▶ [Data for this exercise]:
━━━

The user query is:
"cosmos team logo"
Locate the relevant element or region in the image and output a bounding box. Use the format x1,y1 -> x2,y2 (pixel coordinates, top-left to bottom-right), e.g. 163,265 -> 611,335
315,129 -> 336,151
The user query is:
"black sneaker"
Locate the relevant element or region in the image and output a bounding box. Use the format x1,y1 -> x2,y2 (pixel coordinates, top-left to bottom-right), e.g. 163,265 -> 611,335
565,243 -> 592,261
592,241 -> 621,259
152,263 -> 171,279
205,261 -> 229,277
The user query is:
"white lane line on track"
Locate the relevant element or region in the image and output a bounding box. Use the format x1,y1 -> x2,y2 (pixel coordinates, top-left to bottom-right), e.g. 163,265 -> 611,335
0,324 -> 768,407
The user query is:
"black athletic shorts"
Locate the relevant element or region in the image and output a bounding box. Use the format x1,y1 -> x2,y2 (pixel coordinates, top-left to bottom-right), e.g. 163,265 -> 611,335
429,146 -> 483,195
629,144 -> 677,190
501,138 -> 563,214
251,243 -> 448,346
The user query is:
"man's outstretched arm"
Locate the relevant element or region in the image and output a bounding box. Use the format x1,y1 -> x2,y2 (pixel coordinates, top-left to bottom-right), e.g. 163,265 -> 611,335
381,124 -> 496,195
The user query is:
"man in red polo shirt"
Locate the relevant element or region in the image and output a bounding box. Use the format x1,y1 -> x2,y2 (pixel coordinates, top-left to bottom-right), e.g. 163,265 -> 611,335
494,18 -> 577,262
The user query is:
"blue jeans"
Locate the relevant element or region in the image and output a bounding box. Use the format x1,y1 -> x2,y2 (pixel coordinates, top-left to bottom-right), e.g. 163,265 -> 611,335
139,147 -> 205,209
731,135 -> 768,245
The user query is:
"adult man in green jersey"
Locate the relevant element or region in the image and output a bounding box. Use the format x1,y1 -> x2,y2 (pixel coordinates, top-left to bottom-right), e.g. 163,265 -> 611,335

━━━

▶ [The exercise]: Present every line of the listing above as a numbered list, omitting any blank lines.

▶ [Task result]:
1. The user query is:
2. "cosmos team logo"
3. Locate the relevant element or region in the image and output a bounding box. Use the format x1,y1 -> x2,y2 (pixel coordinates, top-left to bottom-right), e.g. 163,265 -> 611,335
4. 315,129 -> 336,151
5. The user query is:
6. "black sneaker"
7. Locate the relevant element or region in the image and output a bounding box. Use the format x1,y1 -> x2,y2 (pixel coordinates, top-left to bottom-right), e.g. 163,265 -> 611,335
8. 565,243 -> 592,261
9. 592,241 -> 621,259
10. 152,263 -> 171,279
11. 205,261 -> 229,277
12. The user query is:
13. "white lane line on track"
14. Locate the relevant element or region in the image and output a bounding box. Use the format x1,y1 -> x2,y2 (pixel coordinates, top-left to bottom-right), e.g. 163,265 -> 611,335
15. 0,324 -> 768,407
16. The user query is:
17. "black athletic shorts"
18. Locate the relevant element or region in the image and output a bounding box. Use the format x1,y1 -> x2,y2 (pixel coordinates, top-left to bottom-right), e.g. 163,265 -> 611,335
19. 429,146 -> 483,195
20. 629,144 -> 677,190
21. 501,138 -> 563,214
22. 251,243 -> 448,346
23. The user query is:
24. "man's outstretched arm"
25. Locate the relevant element or region in the image and output a bounding box. Use the format x1,y1 -> x2,y2 (pixel coordinates, top-left to bottom-right), e.g. 163,265 -> 611,335
26. 381,124 -> 496,195
27. The user query is:
28. "man in red polo shirt"
29. Locate the relevant element or region in the image and output a bounding box. Use the format x1,y1 -> x2,y2 (pixel coordinates, top-left to bottom-right), e.g. 163,265 -> 611,335
30. 494,18 -> 577,262
31. The user query is:
32. "blue jeans"
33. Locate the relevant element or region in the image and output a bounding box. Use the format x1,y1 -> x2,y2 (pixel coordinates, top-left to bottom-right), e.g. 163,265 -> 611,335
34. 139,147 -> 205,209
35. 731,135 -> 768,245
36. The user query is:
37. "adult man in green jersey"
38. Locate the relevant element or region in the image and output a bounding box. Use the format x1,y1 -> x2,y2 (pixel coordinates, top-left to bottom-right), e.g. 163,265 -> 611,335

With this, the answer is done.